I'm involved in an NYC non-profit, but like OP, I want to actually get more involved instead of sitting around and talking budget, etc.

 

Anybody recommend any organizations in NYC? Thanks.

post #70 of 136
Thread Starter 
Is it weird that I want to sit around and talk budget? I'm a nerd, what can I say? shog[1].gif
post #71 of 136

post #72 of 136

I would give some thought to the possible down-side of achieving your goal. Is it really worth it?

post #73 of 136
Quote:
Originally Posted by patrickBOOTH View Post

Is it weird that I want to sit around and talk budget? I'm a nerd, what can I say? shog[1].gif

No, it's not weird, but I'm telling you, it's not the same as it would be in a business or professional setting. You could be having a 45 minute discussion on whether it's appropriate to increase the line item for centerpieces on the tables at the annual gala.

→ **Data shown**:

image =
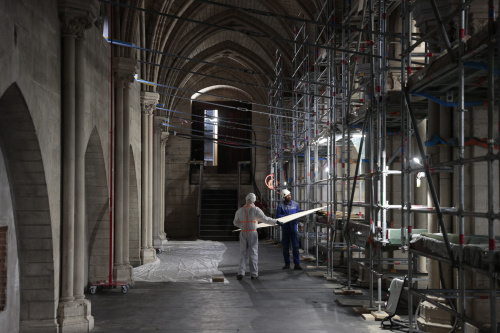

→ **Set of tasks**:
1: Can you quote the forum thread on nonprofit involvement from "post #70 of" up to and including "really worth it?"?
2: In the forum thread on nonprofit involvement, what topic does the reply to patrickBOOTH offer as an example of a 45-minute discussion?

→ **Complete answers**:
1:
post #70 of 136
Thread Starter 
Is it weird that I want to sit around and talk budget? I'm a nerd, what can I say? shog[1].gif
post #71 of 136

post #72 of 136

I would give some thought to the possible down-side of achieving your goal. Is it really worth it?

2: Whether it's appropriate to increase the line item for centerpieces on the tables at the annual gala.